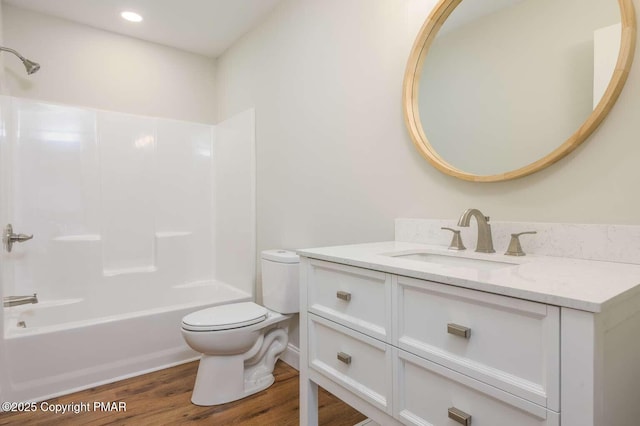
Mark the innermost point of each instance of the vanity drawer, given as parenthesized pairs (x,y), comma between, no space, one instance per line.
(425,392)
(356,297)
(512,344)
(357,362)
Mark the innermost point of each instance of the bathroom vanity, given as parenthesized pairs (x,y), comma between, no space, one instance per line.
(411,333)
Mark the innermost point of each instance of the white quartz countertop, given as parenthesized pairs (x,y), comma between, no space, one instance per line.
(573,283)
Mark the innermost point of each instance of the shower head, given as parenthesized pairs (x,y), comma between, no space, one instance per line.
(29,65)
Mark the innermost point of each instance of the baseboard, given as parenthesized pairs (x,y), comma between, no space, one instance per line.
(367,422)
(291,356)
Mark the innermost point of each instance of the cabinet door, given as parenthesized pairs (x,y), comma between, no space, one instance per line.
(425,394)
(508,343)
(359,363)
(356,297)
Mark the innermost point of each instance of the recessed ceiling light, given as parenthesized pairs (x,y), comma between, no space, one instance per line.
(131,16)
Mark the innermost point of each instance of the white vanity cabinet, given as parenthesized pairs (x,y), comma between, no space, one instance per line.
(418,352)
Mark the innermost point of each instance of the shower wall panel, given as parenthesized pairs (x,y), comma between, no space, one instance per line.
(184,196)
(127,149)
(112,200)
(55,193)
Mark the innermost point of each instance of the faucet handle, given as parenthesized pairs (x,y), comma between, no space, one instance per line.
(515,249)
(456,241)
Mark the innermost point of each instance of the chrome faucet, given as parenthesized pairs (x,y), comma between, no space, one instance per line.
(19,300)
(485,241)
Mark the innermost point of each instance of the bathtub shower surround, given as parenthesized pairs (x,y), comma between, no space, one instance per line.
(124,211)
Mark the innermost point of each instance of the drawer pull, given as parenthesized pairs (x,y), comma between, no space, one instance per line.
(460,416)
(344,358)
(459,330)
(344,295)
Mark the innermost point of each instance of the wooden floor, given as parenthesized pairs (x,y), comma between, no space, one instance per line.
(163,398)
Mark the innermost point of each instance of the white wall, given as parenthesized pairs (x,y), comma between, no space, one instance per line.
(335,164)
(85,66)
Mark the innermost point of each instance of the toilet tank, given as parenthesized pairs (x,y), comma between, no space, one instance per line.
(280,277)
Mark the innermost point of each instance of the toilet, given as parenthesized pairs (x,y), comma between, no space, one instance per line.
(241,342)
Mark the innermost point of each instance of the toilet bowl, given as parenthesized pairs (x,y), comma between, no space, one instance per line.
(241,342)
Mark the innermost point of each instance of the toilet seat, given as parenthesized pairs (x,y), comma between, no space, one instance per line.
(225,317)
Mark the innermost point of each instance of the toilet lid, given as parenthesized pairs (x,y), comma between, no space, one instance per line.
(225,317)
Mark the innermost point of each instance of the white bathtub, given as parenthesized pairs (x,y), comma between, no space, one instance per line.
(74,344)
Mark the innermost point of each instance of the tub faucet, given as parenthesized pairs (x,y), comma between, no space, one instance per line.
(19,300)
(485,241)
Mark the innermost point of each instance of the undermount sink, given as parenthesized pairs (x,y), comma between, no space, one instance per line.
(450,260)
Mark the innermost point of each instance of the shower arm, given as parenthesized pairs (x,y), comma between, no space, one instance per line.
(30,66)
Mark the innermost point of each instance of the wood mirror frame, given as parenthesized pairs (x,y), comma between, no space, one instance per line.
(420,49)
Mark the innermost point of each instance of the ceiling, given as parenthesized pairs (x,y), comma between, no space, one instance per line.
(206,27)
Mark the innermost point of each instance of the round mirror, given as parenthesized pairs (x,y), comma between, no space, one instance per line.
(499,89)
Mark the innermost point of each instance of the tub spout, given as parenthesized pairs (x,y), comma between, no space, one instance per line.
(19,300)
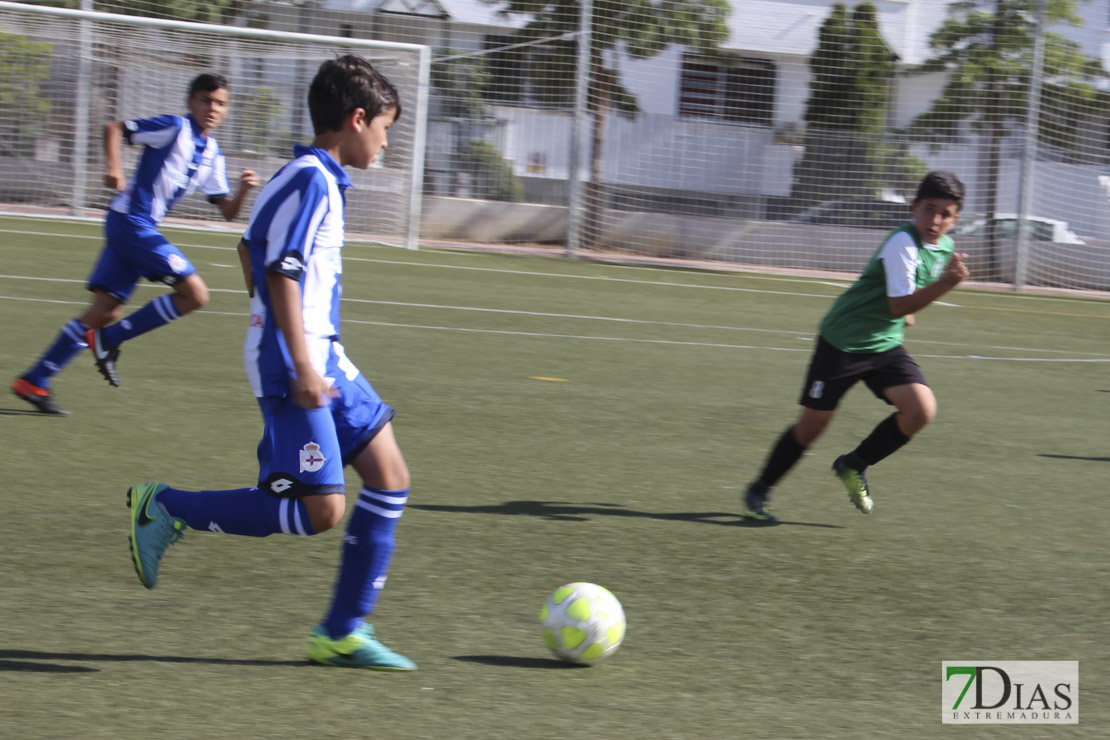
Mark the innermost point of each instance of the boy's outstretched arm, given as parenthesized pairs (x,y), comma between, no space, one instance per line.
(310,388)
(231,206)
(955,273)
(113,169)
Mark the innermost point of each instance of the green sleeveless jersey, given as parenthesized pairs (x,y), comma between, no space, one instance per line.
(860,320)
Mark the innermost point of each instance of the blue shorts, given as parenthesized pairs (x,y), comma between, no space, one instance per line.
(133,249)
(302,452)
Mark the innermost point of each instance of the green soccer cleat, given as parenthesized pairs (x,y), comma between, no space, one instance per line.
(152,529)
(359,649)
(856,483)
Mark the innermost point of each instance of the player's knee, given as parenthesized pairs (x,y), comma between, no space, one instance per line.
(98,317)
(916,418)
(191,301)
(325,512)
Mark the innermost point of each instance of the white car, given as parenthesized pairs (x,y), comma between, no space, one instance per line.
(1038,229)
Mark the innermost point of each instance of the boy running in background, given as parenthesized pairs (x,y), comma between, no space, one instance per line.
(320,413)
(178,156)
(860,338)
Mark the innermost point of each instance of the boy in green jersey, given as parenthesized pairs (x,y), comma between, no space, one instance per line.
(861,340)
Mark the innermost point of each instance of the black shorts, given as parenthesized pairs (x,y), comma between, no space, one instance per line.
(831,372)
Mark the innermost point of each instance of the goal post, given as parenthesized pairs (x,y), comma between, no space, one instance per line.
(64,73)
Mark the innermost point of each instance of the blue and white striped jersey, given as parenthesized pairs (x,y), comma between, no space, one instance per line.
(175,160)
(296,230)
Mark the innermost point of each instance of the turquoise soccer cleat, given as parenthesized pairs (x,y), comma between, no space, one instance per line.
(359,649)
(152,529)
(856,483)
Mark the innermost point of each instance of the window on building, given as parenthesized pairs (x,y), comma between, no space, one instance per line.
(742,90)
(506,70)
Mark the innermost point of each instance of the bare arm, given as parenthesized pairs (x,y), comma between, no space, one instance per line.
(231,206)
(955,272)
(244,262)
(113,170)
(310,388)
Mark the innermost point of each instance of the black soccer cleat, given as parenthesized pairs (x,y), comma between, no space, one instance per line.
(756,502)
(106,356)
(38,397)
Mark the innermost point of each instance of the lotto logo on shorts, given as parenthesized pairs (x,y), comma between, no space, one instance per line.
(312,459)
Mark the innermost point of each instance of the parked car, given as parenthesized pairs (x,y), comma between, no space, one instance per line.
(857,212)
(1038,229)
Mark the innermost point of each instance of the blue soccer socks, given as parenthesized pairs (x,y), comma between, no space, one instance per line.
(367,546)
(67,345)
(248,512)
(159,312)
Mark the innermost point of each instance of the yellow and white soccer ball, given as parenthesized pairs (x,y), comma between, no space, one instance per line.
(583,622)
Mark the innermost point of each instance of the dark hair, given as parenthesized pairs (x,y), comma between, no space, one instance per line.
(939,183)
(344,84)
(207,82)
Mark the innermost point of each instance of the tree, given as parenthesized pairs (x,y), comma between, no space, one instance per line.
(846,151)
(460,82)
(637,28)
(986,49)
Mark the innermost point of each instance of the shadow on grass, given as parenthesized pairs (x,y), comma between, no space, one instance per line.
(1078,457)
(43,668)
(566,512)
(513,661)
(8,664)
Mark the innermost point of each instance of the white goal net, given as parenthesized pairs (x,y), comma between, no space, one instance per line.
(66,73)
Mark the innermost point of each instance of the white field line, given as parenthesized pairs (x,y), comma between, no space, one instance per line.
(1092,357)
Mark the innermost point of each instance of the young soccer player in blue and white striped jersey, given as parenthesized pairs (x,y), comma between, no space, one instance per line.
(320,413)
(179,156)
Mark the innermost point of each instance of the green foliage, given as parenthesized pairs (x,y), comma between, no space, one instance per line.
(846,151)
(24,67)
(493,178)
(641,28)
(461,84)
(986,48)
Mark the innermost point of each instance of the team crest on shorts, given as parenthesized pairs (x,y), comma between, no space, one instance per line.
(312,459)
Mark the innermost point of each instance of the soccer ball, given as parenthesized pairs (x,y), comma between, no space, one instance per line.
(583,622)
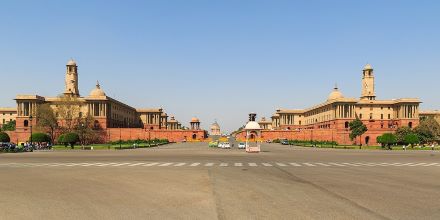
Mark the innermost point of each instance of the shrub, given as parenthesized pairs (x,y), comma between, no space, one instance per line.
(40,137)
(71,138)
(4,137)
(387,139)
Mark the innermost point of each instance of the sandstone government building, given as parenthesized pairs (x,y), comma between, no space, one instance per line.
(326,121)
(117,119)
(329,121)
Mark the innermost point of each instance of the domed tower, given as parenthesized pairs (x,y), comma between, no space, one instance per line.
(368,92)
(195,124)
(71,86)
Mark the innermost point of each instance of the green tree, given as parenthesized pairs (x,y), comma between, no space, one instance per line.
(47,120)
(401,133)
(387,140)
(4,137)
(71,138)
(357,128)
(412,139)
(428,130)
(41,137)
(10,126)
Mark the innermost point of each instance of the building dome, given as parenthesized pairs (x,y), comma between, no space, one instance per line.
(215,125)
(97,91)
(71,62)
(335,94)
(368,67)
(252,125)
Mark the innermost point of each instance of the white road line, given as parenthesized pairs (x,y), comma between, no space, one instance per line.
(106,164)
(136,164)
(295,164)
(120,164)
(281,164)
(150,164)
(431,164)
(337,164)
(417,164)
(323,164)
(165,164)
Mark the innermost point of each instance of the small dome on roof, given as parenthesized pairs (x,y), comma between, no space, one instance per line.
(97,91)
(335,94)
(71,62)
(252,125)
(215,125)
(368,67)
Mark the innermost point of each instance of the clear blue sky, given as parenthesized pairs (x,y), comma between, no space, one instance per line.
(221,59)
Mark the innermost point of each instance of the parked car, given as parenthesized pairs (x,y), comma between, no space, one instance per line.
(241,146)
(226,145)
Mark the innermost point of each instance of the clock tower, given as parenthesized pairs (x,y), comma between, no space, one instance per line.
(71,87)
(368,92)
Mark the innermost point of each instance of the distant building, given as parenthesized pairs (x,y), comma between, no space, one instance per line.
(107,112)
(215,129)
(7,115)
(330,120)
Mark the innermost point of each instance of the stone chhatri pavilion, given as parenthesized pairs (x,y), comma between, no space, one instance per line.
(330,120)
(109,114)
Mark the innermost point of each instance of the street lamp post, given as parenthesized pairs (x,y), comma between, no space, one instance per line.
(30,121)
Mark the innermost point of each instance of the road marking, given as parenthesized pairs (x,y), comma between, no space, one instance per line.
(323,164)
(417,164)
(136,164)
(295,164)
(120,164)
(165,164)
(337,164)
(431,164)
(150,164)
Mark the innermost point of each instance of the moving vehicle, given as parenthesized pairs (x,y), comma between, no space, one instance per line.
(241,145)
(226,145)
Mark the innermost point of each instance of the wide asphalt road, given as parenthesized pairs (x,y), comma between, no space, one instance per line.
(192,181)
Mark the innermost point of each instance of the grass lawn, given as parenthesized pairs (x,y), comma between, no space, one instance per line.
(101,147)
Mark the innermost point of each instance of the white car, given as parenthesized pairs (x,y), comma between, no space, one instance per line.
(226,145)
(241,146)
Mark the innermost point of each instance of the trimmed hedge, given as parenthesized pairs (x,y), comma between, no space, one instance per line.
(40,137)
(4,137)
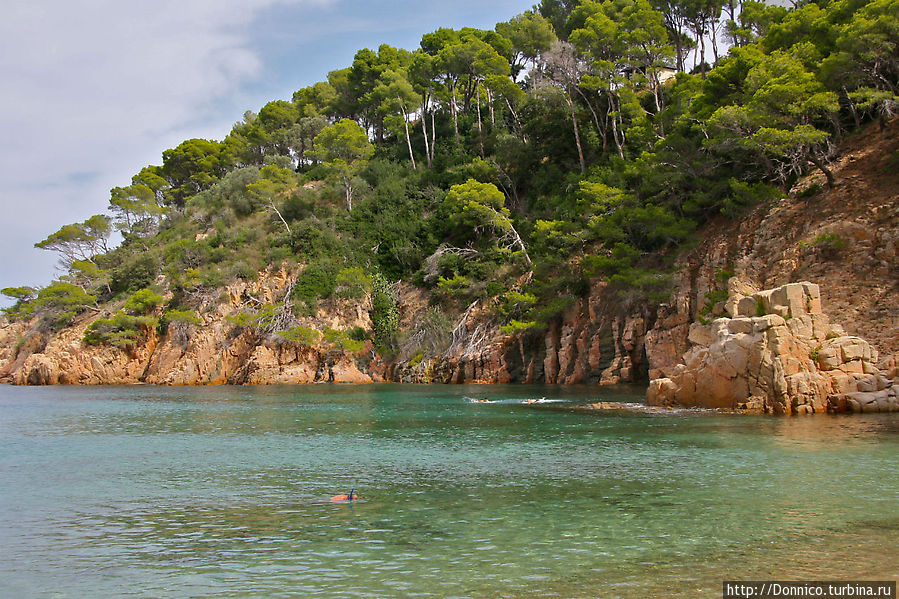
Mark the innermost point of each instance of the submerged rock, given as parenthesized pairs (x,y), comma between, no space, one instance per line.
(787,359)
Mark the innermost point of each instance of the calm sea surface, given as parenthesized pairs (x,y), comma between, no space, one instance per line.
(223,492)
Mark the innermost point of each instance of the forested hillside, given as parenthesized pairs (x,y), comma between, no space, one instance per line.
(577,143)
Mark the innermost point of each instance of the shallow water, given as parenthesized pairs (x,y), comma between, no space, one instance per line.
(223,492)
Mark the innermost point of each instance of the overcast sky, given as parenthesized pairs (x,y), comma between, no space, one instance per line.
(94,90)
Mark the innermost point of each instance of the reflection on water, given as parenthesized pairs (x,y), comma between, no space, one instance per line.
(222,492)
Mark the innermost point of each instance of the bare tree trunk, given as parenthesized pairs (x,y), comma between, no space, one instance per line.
(455,118)
(408,137)
(490,104)
(577,134)
(424,129)
(518,126)
(478,104)
(348,187)
(828,174)
(271,204)
(433,135)
(615,127)
(599,128)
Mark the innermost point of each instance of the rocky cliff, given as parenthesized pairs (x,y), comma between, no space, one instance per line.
(218,351)
(776,351)
(845,238)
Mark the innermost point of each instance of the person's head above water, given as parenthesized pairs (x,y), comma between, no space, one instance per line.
(351,496)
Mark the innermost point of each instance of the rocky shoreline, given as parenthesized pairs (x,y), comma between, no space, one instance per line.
(777,352)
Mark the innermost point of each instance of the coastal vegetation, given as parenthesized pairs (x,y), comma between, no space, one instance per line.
(577,142)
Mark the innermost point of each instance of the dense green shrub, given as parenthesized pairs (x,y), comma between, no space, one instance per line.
(122,330)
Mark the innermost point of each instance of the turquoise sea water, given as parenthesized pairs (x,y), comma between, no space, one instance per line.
(223,492)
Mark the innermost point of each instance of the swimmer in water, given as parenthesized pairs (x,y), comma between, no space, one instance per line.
(351,496)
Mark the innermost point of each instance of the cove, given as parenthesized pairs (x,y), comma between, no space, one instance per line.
(223,492)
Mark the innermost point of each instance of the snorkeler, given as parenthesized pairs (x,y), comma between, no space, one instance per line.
(346,497)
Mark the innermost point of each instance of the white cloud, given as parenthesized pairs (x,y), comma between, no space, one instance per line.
(92,91)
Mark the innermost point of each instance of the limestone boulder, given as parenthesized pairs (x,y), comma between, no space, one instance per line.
(791,360)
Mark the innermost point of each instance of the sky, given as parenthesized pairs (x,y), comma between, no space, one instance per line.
(92,91)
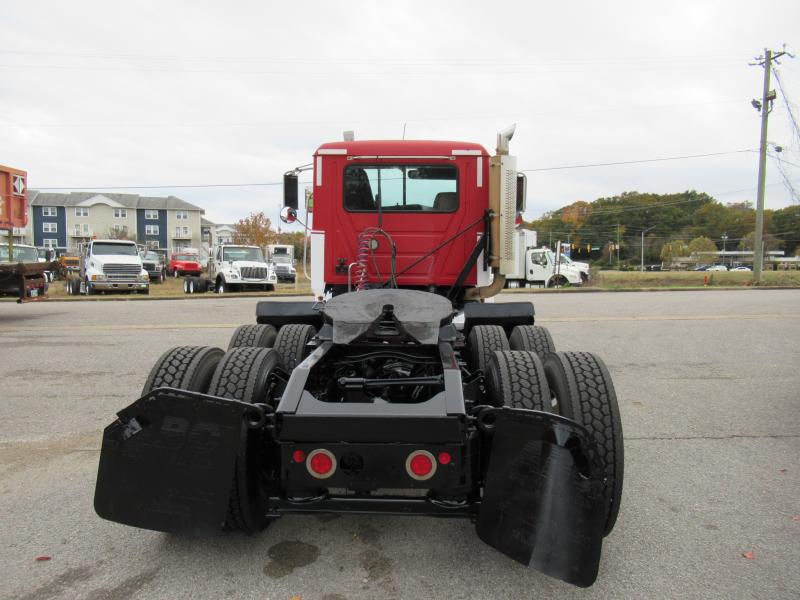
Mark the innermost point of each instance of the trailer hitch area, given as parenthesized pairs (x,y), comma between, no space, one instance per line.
(542,499)
(168,461)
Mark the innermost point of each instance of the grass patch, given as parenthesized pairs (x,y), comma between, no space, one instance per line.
(673,279)
(173,288)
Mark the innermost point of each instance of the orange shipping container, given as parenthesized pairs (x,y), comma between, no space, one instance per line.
(13,198)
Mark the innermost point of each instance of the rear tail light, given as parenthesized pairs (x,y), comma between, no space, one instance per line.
(321,463)
(421,465)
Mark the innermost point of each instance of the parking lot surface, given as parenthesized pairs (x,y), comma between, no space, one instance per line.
(709,390)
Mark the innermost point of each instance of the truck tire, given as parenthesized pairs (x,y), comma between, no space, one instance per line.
(482,342)
(255,336)
(533,339)
(185,367)
(290,344)
(582,387)
(243,374)
(516,379)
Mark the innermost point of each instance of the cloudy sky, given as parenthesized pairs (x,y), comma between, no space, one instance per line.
(198,93)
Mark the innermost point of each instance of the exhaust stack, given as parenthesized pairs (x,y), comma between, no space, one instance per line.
(503,207)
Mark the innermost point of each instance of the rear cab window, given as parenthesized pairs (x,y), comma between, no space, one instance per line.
(401,188)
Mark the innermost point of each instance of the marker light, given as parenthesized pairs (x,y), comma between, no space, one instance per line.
(321,463)
(420,465)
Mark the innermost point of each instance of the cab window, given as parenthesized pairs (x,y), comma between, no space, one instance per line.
(401,188)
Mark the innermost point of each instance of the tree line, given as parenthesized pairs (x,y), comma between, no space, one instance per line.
(256,230)
(673,225)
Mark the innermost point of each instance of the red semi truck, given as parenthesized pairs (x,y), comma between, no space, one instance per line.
(21,278)
(407,396)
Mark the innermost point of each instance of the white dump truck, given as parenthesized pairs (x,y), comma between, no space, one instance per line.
(240,268)
(282,258)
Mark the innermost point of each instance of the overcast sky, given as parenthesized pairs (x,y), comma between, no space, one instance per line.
(190,93)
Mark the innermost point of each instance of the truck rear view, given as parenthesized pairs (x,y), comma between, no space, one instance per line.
(408,396)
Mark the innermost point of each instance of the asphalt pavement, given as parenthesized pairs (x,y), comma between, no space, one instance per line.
(709,390)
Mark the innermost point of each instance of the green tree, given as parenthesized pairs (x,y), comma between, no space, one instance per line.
(673,250)
(255,230)
(702,249)
(785,225)
(771,243)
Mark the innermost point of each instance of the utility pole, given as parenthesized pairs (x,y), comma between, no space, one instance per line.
(765,107)
(724,239)
(643,232)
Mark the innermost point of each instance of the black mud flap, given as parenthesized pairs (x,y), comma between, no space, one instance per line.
(167,463)
(542,501)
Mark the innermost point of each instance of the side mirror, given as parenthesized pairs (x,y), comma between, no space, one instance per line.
(288,214)
(290,190)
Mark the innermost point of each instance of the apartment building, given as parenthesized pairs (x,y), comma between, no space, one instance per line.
(62,221)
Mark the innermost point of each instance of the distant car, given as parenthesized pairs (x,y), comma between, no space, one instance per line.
(185,264)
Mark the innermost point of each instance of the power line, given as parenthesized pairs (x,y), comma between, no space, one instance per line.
(633,162)
(272,183)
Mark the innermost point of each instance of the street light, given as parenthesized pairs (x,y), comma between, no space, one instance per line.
(643,232)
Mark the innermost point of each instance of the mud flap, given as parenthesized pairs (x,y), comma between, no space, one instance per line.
(542,500)
(167,463)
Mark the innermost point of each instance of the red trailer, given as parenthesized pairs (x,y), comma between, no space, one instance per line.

○ ○ ○ ○ ○

Return exactly the lines from the line bearing "Mark the innermost point of each instance of the apartment" to the end of the records, inclusive of both; include no other lines.

# [COMPLETE RESPONSE]
Mark the innermost point of each instance of the apartment building, given as parenthesized pairs (x,y), comma between, no space, one instance per line.
(62,221)
Mark the innermost point of each instance of the distant car, given as parenthesized pairs (x,y), comma between, no space, one instance per line.
(185,264)
Mark the innermost point of each instance of the power line, given as parenthesized pairs (x,y), comma between, no space, one instance per line.
(633,162)
(272,183)
Mark the innermost point of each instance of the street light, given as parenthesized pairs (x,y), comma between, no space, one instance per line.
(643,232)
Mark the innermost point of each instance of the mud flap, given as parenthesized pairs (x,y), comma between, no space, one instance per line.
(542,500)
(167,463)
Mark the innermost point of each instance of the red trailer, given as parenthesized pairs (x,y), comma between, no space, one instance per line.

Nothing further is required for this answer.